**SUPPLIED DATA**
┌──

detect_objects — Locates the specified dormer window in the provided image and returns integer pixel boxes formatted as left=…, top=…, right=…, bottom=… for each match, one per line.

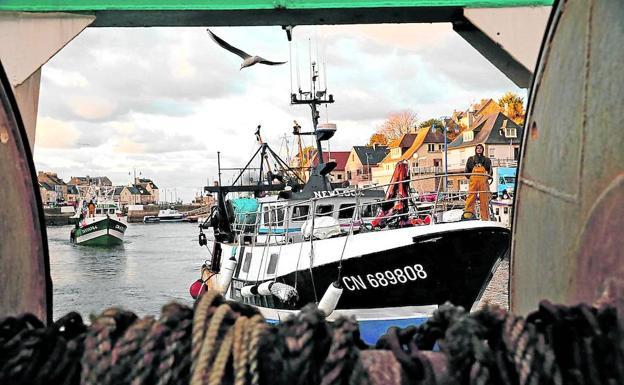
left=463, top=131, right=474, bottom=142
left=391, top=148, right=401, bottom=158
left=427, top=144, right=435, bottom=152
left=504, top=127, right=517, bottom=138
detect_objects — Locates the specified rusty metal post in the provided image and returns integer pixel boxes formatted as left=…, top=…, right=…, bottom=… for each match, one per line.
left=0, top=60, right=51, bottom=323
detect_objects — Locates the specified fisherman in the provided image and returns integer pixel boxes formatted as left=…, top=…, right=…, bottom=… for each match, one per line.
left=87, top=200, right=96, bottom=218
left=463, top=144, right=492, bottom=220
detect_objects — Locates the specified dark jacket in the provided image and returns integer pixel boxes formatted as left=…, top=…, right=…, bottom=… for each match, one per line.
left=465, top=154, right=492, bottom=177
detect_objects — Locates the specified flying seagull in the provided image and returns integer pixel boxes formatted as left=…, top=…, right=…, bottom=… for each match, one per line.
left=207, top=29, right=287, bottom=70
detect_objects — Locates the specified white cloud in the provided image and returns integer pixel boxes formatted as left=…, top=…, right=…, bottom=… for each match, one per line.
left=35, top=117, right=80, bottom=149
left=69, top=96, right=116, bottom=120
left=42, top=67, right=89, bottom=88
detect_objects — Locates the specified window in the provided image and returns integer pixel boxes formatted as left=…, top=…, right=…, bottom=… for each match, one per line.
left=337, top=174, right=342, bottom=180
left=266, top=253, right=278, bottom=275
left=427, top=144, right=435, bottom=152
left=463, top=131, right=474, bottom=142
left=96, top=209, right=102, bottom=215
left=347, top=171, right=352, bottom=180
left=360, top=202, right=380, bottom=218
left=495, top=208, right=500, bottom=215
left=503, top=207, right=509, bottom=214
left=292, top=205, right=310, bottom=221
left=338, top=204, right=356, bottom=219
left=242, top=253, right=252, bottom=273
left=274, top=207, right=285, bottom=226
left=263, top=207, right=270, bottom=225
left=391, top=148, right=401, bottom=158
left=356, top=169, right=362, bottom=176
left=109, top=209, right=115, bottom=214
left=434, top=159, right=441, bottom=167
left=438, top=144, right=444, bottom=151
left=505, top=127, right=517, bottom=138
left=316, top=205, right=334, bottom=216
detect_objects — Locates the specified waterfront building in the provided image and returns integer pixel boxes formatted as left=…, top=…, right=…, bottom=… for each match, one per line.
left=309, top=151, right=350, bottom=184
left=403, top=126, right=446, bottom=193
left=69, top=175, right=112, bottom=187
left=134, top=177, right=160, bottom=203
left=66, top=185, right=80, bottom=205
left=345, top=145, right=388, bottom=187
left=452, top=98, right=503, bottom=130
left=38, top=182, right=57, bottom=206
left=445, top=112, right=523, bottom=192
left=37, top=171, right=67, bottom=202
left=371, top=133, right=418, bottom=186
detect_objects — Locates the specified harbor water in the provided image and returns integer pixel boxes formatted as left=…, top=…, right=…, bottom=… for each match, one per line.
left=48, top=222, right=207, bottom=319
left=47, top=223, right=509, bottom=319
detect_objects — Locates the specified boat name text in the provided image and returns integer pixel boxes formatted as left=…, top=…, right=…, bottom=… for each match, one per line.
left=341, top=264, right=428, bottom=291
left=82, top=225, right=98, bottom=233
left=313, top=190, right=357, bottom=198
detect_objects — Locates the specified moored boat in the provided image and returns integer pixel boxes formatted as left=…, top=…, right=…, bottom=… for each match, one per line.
left=192, top=64, right=509, bottom=344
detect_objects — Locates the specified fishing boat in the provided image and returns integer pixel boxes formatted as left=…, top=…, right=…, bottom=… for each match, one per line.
left=70, top=187, right=127, bottom=246
left=193, top=64, right=510, bottom=344
left=143, top=208, right=185, bottom=223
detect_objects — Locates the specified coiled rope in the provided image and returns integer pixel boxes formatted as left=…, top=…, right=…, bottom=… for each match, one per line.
left=1, top=294, right=622, bottom=385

└──

Give back the material word for word, without images.

detect_objects — Locates the specified dormer window in the provided image and returns integer pixel boxes formatted as left=…, top=…, right=…, bottom=… for each match, one per line.

left=463, top=131, right=474, bottom=142
left=391, top=148, right=401, bottom=158
left=427, top=144, right=435, bottom=152
left=504, top=127, right=517, bottom=138
detect_objects — Locates the specified rusty metal post in the provided image and returns integer pixel boxes formatted as left=…, top=…, right=…, bottom=… for each match, one per line.
left=0, top=60, right=51, bottom=323
detect_objects — Locates the specified fisherman in the provided image and returns integer pixel boxes formatted as left=…, top=…, right=…, bottom=… for each match, one per line.
left=87, top=200, right=96, bottom=218
left=463, top=144, right=492, bottom=220
detect_objects — Locates the specified dark jacket in the provided image and returns integer pixel boxes formatted as left=…, top=…, right=…, bottom=… for each match, one per line.
left=465, top=154, right=492, bottom=177
detect_objects — Locates the specified flying seagull in the provided image and returns integer pixel boxes formatted as left=…, top=…, right=…, bottom=… for each match, one per line.
left=207, top=29, right=287, bottom=70
detect_objects — Locates the specified white cloud in the provided image and returns integer pixel boxes formatted as left=…, top=…, right=…, bottom=… for each match, one per line.
left=35, top=117, right=80, bottom=149
left=69, top=96, right=116, bottom=120
left=42, top=67, right=89, bottom=88
detect_objects — Locates the specified window in the provided image and returns integer pixel boxes formatted as left=…, top=…, right=…, bottom=… for each match, one per line.
left=337, top=174, right=342, bottom=180
left=266, top=253, right=278, bottom=275
left=427, top=144, right=435, bottom=152
left=463, top=131, right=474, bottom=142
left=96, top=209, right=102, bottom=215
left=347, top=171, right=352, bottom=180
left=360, top=202, right=380, bottom=218
left=495, top=208, right=500, bottom=215
left=503, top=207, right=509, bottom=214
left=292, top=205, right=310, bottom=221
left=338, top=204, right=356, bottom=219
left=242, top=253, right=252, bottom=273
left=274, top=207, right=285, bottom=226
left=263, top=207, right=270, bottom=225
left=391, top=148, right=401, bottom=158
left=356, top=169, right=362, bottom=176
left=109, top=209, right=115, bottom=214
left=434, top=159, right=441, bottom=167
left=438, top=144, right=444, bottom=151
left=505, top=127, right=517, bottom=138
left=316, top=205, right=334, bottom=216
detect_objects — Locates the specified waterfront building in the provided image and returns integer pixel boxes formatted as left=…, top=…, right=…, bottom=… for each match, one per line.
left=309, top=151, right=350, bottom=184
left=403, top=126, right=446, bottom=193
left=69, top=175, right=112, bottom=187
left=134, top=177, right=160, bottom=203
left=66, top=185, right=80, bottom=205
left=345, top=145, right=388, bottom=187
left=452, top=98, right=503, bottom=130
left=38, top=182, right=57, bottom=206
left=445, top=112, right=523, bottom=192
left=37, top=171, right=67, bottom=202
left=371, top=133, right=418, bottom=186
detect_objects — Locates the specified harbor water in the provided image and returns integer pixel boxes formatted as left=…, top=…, right=…, bottom=… for each match, one per line.
left=48, top=222, right=207, bottom=319
left=47, top=223, right=509, bottom=319
detect_objects — Locates the specified boat name text in the provided image and returns integer pixel boxes formatted as left=…, top=…, right=…, bottom=… for each match, one per line.
left=341, top=264, right=428, bottom=291
left=82, top=225, right=98, bottom=233
left=313, top=190, right=357, bottom=198
detect_objects — Locates the specified moored boat in the provided image and returns integer pixel boxes formatted as left=…, top=…, right=…, bottom=… for each match, one per line.
left=192, top=64, right=509, bottom=344
detect_objects — Locates the specified fishing boat in the provided image and returns integer pixel boxes formatted as left=…, top=…, right=…, bottom=… for each match, one per line.
left=70, top=187, right=127, bottom=246
left=193, top=64, right=510, bottom=344
left=143, top=208, right=185, bottom=223
detect_objects — Locates the specified coiled rope in the provided image and returns integer pixel boxes formatted as left=…, top=…, right=…, bottom=… for each match, one per line.
left=1, top=294, right=622, bottom=385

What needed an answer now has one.